-- Start Selected text --

Pourchaire would hope that rather than being joined by another rookie he has Lundgaard remaining at ART GP as his team-mate – which is expected to be the case – as the levelling of the playing field that Pirelli’s new 18-inch tyres provided in 2020 will be reduced now all of the teams and probably half of the drivers will have a season of experience using them. And it was clear by Bahrain that some of the teams understood the rubber far better than others – even ART GP wasn’t trouble-free.

“I hope I will learn a lot from my team-mate,” says Pourchaire. “I hope my team-mate will have a lot of experience, and it’s the only driver where you can compare yourself with because your team-mate has the same car as you. We will see.

“It’s also the person to beat for me, so I will learn a lot from him, for sure, and the other way around.”

In the past, ART GP line-ups have looked unbalanced despite the high calibre of signings, and since the introduction of the current Dallara F2 2018 car the average gap between its drivers has been 192 points and 11 places in the standings.

Pourchaire isn’t thinking about those numbers though, or even the ones which would make him a record-breaker again.

McLaren F1 star Lando Norris currently holds the record as the youngest driver to ever win in F1’s primary feeder series, aged 18 years, 4 months and 25 days when he claimed his sole victory in the 2018 season opener at Bahrain, while Antonio Garcia (17y, 7m & 20d) in 1998 and Fernando Alonso (17y, 7m & 30d) in 1999 were even younger when they won in the series that went on to become the GP2-rivalling FR3.5.

The biggest achievement of them all is Max Verstappen’s 2016 Spanish Grand Prix triumph, achieved when he was 18 years, 7 months and 15 days old. Pourchaire will break Norris’s record if he makes the top step of the podium at any point in 2021.

If he does it in any of three races at Bahrain, he will break Garcia’s record for the second tier of single-seaters by just over a week, and in the very unlikely situation that Pourchaire joins Alfa Romeo in 2022 and has a car that could carry him to victory on his F1 debut, he would break Verstappen’s record too.

“It will be amazing for sure. But I don’t really care about those statistics. There is a lot of work to do, a lot of work to do, if I want to go to Formula 1 one day. I try to focus on myself.

Photo: Formula Motorsport Limited

“I will not have so much experience compared to some drivers, like Guanyu Zhou or a really fast driver in their second, third or fourth year of F2. But it would be amazing for sure to win the F2 [title].

“I will be with Sauber Academy again this year. They will help me a lot, and I’m grateful for this. I would like to thank them, because they are great people – I think of Frederic Vasseur and [Sauber’s long-time team manager] Beat Zehnder.”

-- End Selected text --
-- Start Dataset content --

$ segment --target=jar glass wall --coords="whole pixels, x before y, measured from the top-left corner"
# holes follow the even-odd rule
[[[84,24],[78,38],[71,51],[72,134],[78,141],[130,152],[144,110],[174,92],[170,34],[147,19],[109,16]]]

-- End Dataset content --

In the Pourchaire article above the listing, reproduce word for word everything from "If he does it" down to "focus on myself.".

If he does it in any of three races at Bahrain, he will break Garcia’s record for the second tier of single-seaters by just over a week, and in the very unlikely situation that Pourchaire joins Alfa Romeo in 2022 and has a car that could carry him to victory on his F1 debut, he would break Verstappen’s record too.

“It will be amazing for sure. But I don’t really care about those statistics. There is a lot of work to do, a lot of work to do, if I want to go to Formula 1 one day. I try to focus on myself.